§ What you need to do: Transcribe the records from the line containing "Objective — for every instance of the rocky riprap" onward, up to and including the final line, exactly and without anything else.

Stored data entries:
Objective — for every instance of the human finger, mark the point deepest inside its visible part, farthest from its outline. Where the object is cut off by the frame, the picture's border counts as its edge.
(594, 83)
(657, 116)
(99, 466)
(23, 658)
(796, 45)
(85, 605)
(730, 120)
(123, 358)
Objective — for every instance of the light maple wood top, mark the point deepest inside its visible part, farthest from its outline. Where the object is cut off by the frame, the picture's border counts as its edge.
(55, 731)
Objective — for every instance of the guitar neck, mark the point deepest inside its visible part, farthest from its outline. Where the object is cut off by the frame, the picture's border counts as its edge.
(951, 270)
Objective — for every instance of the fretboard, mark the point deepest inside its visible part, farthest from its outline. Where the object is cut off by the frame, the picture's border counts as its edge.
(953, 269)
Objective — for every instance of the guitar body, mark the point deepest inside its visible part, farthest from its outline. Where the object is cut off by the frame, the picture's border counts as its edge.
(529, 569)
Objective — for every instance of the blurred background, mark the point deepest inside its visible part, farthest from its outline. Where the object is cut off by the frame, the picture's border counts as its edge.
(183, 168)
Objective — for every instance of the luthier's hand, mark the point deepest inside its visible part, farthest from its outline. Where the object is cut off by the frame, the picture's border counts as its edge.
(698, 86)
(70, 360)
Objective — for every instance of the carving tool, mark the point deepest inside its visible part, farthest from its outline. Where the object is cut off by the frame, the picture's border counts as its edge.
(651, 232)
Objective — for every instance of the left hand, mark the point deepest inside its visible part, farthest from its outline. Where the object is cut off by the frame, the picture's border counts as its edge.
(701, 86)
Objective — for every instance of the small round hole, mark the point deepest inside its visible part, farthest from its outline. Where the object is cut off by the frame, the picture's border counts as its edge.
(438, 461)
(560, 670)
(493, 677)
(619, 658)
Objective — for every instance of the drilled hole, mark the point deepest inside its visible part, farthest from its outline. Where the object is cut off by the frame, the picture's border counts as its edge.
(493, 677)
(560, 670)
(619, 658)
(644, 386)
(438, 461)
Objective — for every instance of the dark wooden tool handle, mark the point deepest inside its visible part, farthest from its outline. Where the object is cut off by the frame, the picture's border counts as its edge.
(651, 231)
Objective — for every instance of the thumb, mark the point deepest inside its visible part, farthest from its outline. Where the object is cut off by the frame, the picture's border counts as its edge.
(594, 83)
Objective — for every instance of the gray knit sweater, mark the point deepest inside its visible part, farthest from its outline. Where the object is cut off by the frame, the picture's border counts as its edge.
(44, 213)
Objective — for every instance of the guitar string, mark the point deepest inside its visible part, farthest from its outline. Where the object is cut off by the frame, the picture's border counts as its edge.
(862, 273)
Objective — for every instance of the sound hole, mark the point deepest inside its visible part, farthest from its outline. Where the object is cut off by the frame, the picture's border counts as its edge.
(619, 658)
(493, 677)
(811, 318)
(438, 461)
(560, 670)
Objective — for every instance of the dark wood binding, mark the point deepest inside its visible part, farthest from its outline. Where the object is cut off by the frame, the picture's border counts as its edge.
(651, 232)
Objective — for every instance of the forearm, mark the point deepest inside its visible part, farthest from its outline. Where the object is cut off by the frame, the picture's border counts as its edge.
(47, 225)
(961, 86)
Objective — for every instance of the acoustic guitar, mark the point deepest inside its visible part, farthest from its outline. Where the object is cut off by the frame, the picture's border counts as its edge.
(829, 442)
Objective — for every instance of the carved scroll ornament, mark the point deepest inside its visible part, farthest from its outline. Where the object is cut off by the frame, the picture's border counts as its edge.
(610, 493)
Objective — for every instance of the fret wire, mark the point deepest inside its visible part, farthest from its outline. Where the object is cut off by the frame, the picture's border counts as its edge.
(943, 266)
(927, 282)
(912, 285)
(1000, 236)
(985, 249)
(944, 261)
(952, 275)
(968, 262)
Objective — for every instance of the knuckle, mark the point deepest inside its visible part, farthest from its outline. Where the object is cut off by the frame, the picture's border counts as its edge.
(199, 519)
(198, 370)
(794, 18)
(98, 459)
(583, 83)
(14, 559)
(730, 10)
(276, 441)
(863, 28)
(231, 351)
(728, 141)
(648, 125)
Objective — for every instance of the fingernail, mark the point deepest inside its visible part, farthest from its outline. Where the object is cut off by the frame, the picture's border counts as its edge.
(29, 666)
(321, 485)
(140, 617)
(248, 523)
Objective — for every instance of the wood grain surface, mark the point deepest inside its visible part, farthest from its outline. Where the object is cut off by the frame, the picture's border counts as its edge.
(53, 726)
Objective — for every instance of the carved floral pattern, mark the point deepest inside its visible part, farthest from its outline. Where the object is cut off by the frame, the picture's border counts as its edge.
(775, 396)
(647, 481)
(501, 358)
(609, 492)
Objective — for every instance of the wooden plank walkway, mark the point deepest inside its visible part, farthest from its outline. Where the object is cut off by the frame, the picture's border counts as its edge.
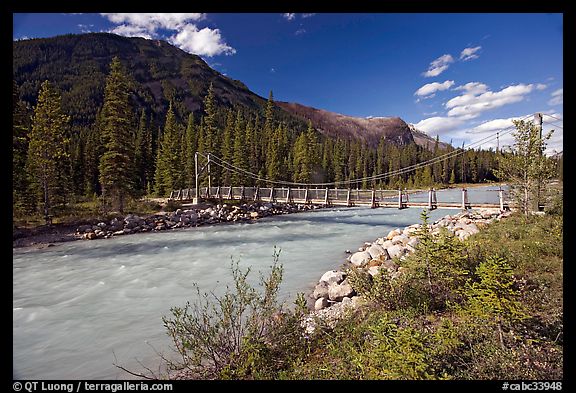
(334, 197)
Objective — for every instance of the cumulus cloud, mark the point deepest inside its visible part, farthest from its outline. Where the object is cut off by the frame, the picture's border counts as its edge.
(205, 41)
(187, 36)
(469, 53)
(439, 125)
(473, 88)
(439, 65)
(471, 105)
(430, 89)
(557, 97)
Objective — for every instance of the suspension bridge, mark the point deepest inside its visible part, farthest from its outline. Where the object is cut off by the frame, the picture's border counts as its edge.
(329, 197)
(329, 194)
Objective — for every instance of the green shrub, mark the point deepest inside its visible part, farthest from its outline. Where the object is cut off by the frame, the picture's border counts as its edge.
(242, 334)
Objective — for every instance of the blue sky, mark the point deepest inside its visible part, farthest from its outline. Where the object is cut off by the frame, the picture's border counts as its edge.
(461, 76)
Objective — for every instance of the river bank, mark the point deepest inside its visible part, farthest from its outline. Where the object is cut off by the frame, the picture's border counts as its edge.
(200, 215)
(333, 293)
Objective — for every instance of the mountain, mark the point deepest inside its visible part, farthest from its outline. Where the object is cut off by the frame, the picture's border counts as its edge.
(78, 65)
(369, 130)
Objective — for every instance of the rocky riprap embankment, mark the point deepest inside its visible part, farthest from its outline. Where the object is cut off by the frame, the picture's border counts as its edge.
(333, 294)
(187, 218)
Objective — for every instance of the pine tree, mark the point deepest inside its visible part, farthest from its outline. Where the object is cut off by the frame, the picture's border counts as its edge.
(47, 147)
(239, 153)
(117, 163)
(191, 142)
(228, 146)
(525, 166)
(273, 156)
(20, 129)
(302, 172)
(169, 164)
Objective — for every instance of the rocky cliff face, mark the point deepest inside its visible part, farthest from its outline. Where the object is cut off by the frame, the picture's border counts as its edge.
(369, 130)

§ Solved exercise:
Objective — for every instance of the rocky riprap embankment, mark the point deepest inside its visible part, farthest from its outline. Where the object is cut off by the frame, the picture's border counts as its edge.
(333, 294)
(187, 218)
Objective — for every instance of the pine tree, mark the point deepest inside its visible part, farthest from its outline. Where the object is cut off by the frame, the picture's border counts as its edge.
(47, 147)
(239, 153)
(117, 163)
(191, 142)
(228, 146)
(525, 166)
(273, 156)
(20, 129)
(302, 172)
(169, 164)
Objective — for every instance of the rocky cliff face, mark the point deepest inside its visible part, farthest from its outline. Where the object is cut off by the frame, the picture's border counts as its edge.
(369, 130)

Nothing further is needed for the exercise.